### Exercise prompt
Go over the entries below line by line, copying each one that contains the word "shirt".

### Source material
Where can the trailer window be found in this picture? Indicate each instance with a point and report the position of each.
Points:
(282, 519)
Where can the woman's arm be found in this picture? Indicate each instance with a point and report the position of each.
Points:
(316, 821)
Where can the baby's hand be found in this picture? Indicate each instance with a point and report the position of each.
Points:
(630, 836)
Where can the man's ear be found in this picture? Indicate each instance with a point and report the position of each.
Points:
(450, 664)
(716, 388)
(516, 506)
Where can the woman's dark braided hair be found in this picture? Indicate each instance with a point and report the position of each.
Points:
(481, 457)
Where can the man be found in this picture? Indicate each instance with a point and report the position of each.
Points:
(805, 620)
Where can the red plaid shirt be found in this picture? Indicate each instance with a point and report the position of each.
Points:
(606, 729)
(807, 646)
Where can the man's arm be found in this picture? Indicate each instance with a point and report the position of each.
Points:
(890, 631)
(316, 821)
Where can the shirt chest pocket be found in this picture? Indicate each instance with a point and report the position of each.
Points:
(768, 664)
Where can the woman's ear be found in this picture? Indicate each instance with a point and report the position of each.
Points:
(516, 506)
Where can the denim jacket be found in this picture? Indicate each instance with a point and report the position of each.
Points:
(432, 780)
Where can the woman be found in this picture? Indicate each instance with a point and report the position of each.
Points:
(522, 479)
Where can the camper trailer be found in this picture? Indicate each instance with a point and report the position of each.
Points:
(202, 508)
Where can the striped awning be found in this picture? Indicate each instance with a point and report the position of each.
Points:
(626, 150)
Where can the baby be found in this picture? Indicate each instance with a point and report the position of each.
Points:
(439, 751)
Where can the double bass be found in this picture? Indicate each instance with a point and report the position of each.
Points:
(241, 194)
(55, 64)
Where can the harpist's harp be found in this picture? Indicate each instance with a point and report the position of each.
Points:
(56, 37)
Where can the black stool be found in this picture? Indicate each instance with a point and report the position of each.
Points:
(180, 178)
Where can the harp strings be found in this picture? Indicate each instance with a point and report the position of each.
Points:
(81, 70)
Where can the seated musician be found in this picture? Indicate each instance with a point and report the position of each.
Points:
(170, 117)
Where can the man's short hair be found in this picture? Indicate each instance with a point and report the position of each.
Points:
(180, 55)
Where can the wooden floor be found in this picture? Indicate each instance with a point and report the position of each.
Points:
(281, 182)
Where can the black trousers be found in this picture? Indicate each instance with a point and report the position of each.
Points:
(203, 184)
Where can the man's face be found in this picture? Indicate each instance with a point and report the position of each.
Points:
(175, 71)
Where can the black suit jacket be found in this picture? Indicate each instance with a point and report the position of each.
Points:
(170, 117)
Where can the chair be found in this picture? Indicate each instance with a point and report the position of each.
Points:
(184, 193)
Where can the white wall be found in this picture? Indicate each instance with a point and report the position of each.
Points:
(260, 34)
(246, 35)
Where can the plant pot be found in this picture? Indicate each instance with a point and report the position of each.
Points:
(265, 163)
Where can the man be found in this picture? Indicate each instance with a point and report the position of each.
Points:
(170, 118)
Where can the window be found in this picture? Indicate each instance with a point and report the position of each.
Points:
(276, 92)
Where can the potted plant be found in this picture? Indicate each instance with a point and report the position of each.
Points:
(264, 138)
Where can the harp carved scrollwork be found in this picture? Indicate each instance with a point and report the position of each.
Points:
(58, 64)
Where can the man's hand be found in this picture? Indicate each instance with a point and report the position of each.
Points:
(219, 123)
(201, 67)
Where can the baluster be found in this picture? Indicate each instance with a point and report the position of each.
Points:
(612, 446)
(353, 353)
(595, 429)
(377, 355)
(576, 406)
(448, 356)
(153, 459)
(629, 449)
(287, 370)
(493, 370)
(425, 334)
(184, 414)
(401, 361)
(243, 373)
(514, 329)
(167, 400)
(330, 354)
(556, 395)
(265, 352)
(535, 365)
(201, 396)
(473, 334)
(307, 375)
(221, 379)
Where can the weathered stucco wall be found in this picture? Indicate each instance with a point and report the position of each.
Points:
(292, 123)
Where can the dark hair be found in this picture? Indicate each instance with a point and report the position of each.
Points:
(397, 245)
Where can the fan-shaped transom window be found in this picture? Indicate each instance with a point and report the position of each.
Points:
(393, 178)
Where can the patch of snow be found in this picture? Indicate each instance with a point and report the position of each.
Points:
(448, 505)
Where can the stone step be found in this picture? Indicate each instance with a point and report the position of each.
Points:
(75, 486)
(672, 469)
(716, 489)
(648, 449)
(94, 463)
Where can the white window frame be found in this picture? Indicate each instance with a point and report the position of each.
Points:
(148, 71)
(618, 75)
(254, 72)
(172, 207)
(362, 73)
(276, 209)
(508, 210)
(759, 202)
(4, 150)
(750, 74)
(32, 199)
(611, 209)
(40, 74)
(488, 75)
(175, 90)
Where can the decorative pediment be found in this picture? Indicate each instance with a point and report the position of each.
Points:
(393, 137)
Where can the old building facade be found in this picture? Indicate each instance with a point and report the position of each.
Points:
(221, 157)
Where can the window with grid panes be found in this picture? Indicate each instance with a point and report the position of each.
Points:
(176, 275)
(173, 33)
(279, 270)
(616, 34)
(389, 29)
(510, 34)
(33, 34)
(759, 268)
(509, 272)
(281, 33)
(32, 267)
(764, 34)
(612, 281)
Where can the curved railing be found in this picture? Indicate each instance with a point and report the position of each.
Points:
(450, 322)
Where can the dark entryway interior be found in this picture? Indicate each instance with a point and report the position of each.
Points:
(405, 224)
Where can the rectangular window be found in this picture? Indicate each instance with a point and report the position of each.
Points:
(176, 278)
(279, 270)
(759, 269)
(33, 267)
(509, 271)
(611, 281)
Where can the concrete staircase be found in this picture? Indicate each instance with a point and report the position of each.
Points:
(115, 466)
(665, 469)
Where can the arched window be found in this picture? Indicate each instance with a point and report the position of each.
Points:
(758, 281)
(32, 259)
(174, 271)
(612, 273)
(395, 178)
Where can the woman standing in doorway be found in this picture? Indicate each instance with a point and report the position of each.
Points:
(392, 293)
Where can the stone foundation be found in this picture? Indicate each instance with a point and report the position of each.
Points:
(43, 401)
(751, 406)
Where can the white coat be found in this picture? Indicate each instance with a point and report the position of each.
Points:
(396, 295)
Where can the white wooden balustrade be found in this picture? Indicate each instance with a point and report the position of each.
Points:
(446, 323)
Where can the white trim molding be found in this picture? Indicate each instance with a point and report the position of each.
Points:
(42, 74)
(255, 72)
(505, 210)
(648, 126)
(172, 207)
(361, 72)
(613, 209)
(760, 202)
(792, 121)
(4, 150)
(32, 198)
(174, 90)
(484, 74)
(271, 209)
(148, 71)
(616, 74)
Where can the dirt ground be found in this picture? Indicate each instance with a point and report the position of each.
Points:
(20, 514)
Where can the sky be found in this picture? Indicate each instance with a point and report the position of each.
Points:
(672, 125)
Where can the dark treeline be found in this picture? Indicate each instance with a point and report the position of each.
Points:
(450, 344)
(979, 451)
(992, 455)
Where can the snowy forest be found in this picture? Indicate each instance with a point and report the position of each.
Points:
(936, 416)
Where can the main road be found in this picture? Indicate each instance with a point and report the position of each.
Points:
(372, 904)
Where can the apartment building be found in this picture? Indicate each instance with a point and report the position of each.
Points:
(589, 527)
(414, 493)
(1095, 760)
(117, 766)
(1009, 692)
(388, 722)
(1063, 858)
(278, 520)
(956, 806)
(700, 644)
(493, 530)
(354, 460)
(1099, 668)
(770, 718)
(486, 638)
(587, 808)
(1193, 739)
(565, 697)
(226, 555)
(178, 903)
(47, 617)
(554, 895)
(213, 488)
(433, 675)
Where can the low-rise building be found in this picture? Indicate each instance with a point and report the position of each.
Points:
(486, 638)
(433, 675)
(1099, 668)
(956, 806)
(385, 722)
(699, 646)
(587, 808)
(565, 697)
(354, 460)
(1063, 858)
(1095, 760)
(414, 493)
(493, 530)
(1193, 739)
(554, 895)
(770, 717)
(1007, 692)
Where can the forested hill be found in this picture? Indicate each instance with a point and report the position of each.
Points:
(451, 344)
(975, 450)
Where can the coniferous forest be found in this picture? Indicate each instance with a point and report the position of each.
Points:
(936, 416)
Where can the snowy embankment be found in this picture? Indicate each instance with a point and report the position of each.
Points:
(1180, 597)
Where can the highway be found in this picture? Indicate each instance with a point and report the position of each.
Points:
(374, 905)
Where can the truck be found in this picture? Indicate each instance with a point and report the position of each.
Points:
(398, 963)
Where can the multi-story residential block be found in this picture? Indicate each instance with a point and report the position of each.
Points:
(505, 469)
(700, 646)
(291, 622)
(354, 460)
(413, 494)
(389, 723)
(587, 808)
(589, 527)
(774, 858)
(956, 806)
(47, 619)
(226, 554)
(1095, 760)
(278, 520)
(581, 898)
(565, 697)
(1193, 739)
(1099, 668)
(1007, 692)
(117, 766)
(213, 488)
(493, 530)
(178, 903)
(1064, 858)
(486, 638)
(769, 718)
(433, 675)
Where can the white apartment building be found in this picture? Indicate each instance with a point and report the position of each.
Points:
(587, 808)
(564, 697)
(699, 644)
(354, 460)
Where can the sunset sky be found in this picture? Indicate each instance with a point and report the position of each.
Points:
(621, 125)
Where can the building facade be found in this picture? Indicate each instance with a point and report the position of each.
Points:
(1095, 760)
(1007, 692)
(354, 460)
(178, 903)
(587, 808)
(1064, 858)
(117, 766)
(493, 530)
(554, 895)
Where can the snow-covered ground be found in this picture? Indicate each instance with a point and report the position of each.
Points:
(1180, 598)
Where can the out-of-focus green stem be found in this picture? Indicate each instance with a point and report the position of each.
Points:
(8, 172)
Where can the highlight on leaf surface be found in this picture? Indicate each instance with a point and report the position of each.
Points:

### Answer section
Where can the red plaid shirt be found in this picture? Indicate each instance with a point and report the position of each.
Where can the shirt chest pocket be found in this picture? Indicate each instance with a point and report the position of each.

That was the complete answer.